Items stored from a collection:
*-*-*

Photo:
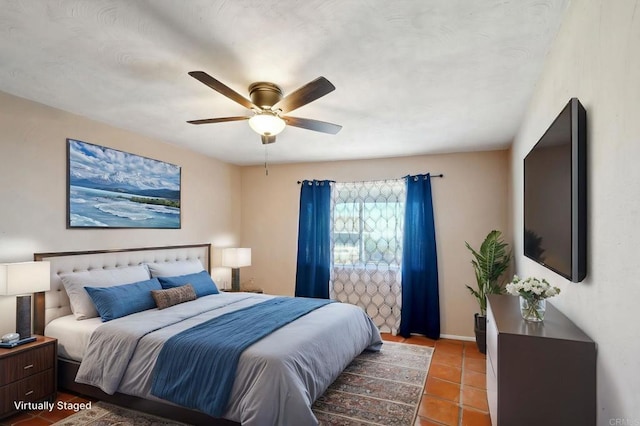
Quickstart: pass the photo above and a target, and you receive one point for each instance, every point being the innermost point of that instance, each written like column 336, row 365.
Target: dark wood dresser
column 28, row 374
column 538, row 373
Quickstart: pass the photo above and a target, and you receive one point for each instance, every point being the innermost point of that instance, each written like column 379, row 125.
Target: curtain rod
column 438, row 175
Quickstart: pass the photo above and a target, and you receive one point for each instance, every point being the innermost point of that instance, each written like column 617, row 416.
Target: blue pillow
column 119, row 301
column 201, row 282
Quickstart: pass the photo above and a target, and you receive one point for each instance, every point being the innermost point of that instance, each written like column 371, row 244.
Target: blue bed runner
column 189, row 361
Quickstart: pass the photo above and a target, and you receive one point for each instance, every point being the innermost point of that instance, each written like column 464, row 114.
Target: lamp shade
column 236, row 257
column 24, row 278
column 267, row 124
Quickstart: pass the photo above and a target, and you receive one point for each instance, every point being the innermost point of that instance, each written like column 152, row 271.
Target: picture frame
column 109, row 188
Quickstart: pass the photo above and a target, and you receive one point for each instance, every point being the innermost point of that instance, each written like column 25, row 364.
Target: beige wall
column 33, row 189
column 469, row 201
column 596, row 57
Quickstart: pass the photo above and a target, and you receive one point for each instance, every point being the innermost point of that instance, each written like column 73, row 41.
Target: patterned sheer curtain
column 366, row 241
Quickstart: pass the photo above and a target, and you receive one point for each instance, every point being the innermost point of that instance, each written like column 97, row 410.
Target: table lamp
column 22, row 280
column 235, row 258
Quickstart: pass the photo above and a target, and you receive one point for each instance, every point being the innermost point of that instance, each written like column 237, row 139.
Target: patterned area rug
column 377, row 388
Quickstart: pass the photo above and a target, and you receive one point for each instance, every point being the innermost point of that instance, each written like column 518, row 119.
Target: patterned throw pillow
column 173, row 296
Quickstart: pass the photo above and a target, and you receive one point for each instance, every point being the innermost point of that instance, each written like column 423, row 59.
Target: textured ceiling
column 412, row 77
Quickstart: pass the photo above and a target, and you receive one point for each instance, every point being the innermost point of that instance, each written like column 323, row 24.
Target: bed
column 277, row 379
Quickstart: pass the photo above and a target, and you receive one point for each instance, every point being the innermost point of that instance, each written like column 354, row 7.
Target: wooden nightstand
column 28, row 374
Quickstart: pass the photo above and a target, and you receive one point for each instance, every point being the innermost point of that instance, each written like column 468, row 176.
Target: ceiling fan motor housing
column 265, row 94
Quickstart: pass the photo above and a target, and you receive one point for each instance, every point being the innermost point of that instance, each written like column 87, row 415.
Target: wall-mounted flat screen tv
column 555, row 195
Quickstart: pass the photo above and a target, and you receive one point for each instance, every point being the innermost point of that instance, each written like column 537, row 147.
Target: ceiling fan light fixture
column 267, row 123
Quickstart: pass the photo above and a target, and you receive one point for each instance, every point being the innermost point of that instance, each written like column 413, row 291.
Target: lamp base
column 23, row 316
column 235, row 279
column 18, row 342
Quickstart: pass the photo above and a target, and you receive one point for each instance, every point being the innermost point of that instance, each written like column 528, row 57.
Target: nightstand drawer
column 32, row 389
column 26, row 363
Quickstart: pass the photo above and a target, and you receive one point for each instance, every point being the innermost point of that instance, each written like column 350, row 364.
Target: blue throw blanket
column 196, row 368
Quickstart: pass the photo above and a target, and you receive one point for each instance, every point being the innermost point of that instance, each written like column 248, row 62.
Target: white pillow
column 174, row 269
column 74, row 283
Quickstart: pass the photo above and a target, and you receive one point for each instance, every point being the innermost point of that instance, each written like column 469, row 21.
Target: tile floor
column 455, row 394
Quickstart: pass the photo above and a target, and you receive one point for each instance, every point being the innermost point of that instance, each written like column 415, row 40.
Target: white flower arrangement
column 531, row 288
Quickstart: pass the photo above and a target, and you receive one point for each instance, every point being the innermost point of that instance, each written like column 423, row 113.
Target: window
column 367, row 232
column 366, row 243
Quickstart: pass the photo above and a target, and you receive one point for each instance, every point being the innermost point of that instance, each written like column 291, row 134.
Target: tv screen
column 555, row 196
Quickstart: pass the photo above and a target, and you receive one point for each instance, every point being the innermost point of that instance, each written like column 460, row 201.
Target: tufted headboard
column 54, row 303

*-*-*

Could you render every line of the entries above as a numbered list, skipping blank lines and leaving the pictures out?

## OUTPUT
1. Photo:
2. Quickstart: pass the photo above and a target, and you receive one point for each instance, every point being the innermost point of that instance, each written like column 336, row 365.
3. Target: dark wood dresser
4. column 28, row 374
5. column 538, row 373
6. Quickstart: pass the photo above and a target, and you receive one point for each instance, every point being the innermost point of that instance, each written like column 379, row 125.
7. Target: curtain rod
8. column 438, row 175
9. Quickstart: pass the photo above and a target, and you receive one point for each instance, every point being the innermost point of that instance, each written like column 617, row 416.
10. Target: blue pillow
11. column 119, row 301
12. column 201, row 282
13. Quickstart: pass the photo above and a target, and you receive one point for each instance, every point being the innermost point of that instance, each written like column 371, row 244.
14. Target: blue bed runner
15. column 189, row 361
16. Quickstart: pass the photo above and a target, and you receive one point for each instance, every point being the innermost point of that instance, each written like column 464, row 114.
17. Target: lamp shade
18. column 236, row 257
19. column 24, row 278
20. column 267, row 124
21. Quickstart: pass the photo above and a target, and you receive one point for each instance, every point being the innermost point of that instance, each written like column 152, row 271.
22. Target: picture frame
23. column 109, row 188
24. Quickstart: pass the photo above and a target, and you receive one point for each instance, every point being the innermost point of that instance, each written like column 25, row 364.
25. Target: beige wall
26. column 33, row 189
27. column 469, row 201
28. column 596, row 57
29. Quickstart: pass the photo above and a target, and you receive one point for each instance, every point being the innermost point of that instance, each written like column 73, row 41.
30. Target: patterned sheer curtain
31. column 366, row 241
32. Quickstart: pass the photo above and a target, and you receive one point for each instance, every point being the innermost point of that instance, each written like column 97, row 410.
33. Target: table lamp
34. column 22, row 280
35. column 235, row 258
36. Quickstart: pass the photo above and a target, and you receive one point for each instance, every point being the innermost point of that instance, each written like column 237, row 139.
37. Target: patterned area rug
38. column 377, row 388
39. Quickstart: pass the photo above and a target, and you receive one point for each instance, every point being the innermost point of that instance, each written like column 518, row 119.
40. Target: patterned throw pillow
41. column 173, row 296
42. Quickstart: pass the photo above and a target, and you receive one point for each instance, every point being the innermost point of that instance, each written like column 423, row 59.
43. Target: textured ceiling
44. column 412, row 77
45. Quickstart: pass the photo above and a target, and you receive one point for each instance, every point being the innermost point of that instance, each written like column 323, row 24.
46. Target: bed
47. column 277, row 379
48. Quickstart: pass the photo above and a target, and you receive one point for each instance, every point being the innermost point of that instance, each written like column 354, row 7.
49. Target: wooden nightstand
50. column 28, row 374
51. Quickstart: pass the photo above and a target, and you receive one point for each instance, every point being the innermost point of that instance, each written like column 468, row 176.
52. Target: ceiling fan motor housing
53. column 265, row 94
54. Quickstart: pass the photo above and a target, and you receive one point for each instance, every point being the innermost point of that instance, each written like column 87, row 415.
55. Target: wall-mounted flat screen tv
56. column 555, row 195
57. Quickstart: pass the photo above and a target, and you receive one point for each instance, every point being the innermost point of that instance, each written like column 537, row 147.
58. Target: ceiling fan light fixture
59. column 267, row 123
60. Quickstart: pass the photo above and a target, and you receive one point for each instance, every point being the innermost point of that instance, each written like column 413, row 291.
61. Target: lamp base
62. column 23, row 316
63. column 235, row 279
64. column 18, row 342
65. Quickstart: pass the photo above and a target, and you receive one point for each instance, every point being the innermost point of that instance, each written like column 528, row 57.
66. Target: nightstand drawer
67. column 32, row 389
68. column 26, row 363
69. Quickstart: pass the photo above and a target, and you receive one point for each instance, every point being the innermost point of that instance, each written like column 350, row 364.
70. Target: blue throw blanket
71. column 196, row 368
72. Quickstart: pass the photo above and a target, and you receive one point for each instance, every point being the innermost point of that instance, each written like column 248, row 62.
73. Target: white pillow
74. column 174, row 269
75. column 74, row 283
76. Quickstart: pass the photo above and a target, and you receive one point for each instance, every point being the innermost point of that instance, each written like column 469, row 21.
77. Target: tile floor
78. column 455, row 394
79. Quickstart: pass the photo above and a target, and you receive one point for each instance, every point being the innermost point of that instance, each written like column 415, row 40.
80. Target: white flower arrangement
81. column 531, row 288
82. Quickstart: pass the photo above and a target, and you receive one point for each instance, every point being the innermost point of that instance, each written like column 423, row 113.
83. Target: window
84. column 367, row 232
85. column 366, row 243
86. Quickstart: pass the photo above and a target, and you receive one point for each instance, every point being the innermost point of that instance, each written like column 291, row 134.
87. Target: tv screen
88. column 555, row 196
89. Quickstart: pass the photo above and a target, and you receive one point for each instance, every point being the innermost point of that instance, each written like column 460, row 201.
90. Target: tufted headboard
91. column 54, row 303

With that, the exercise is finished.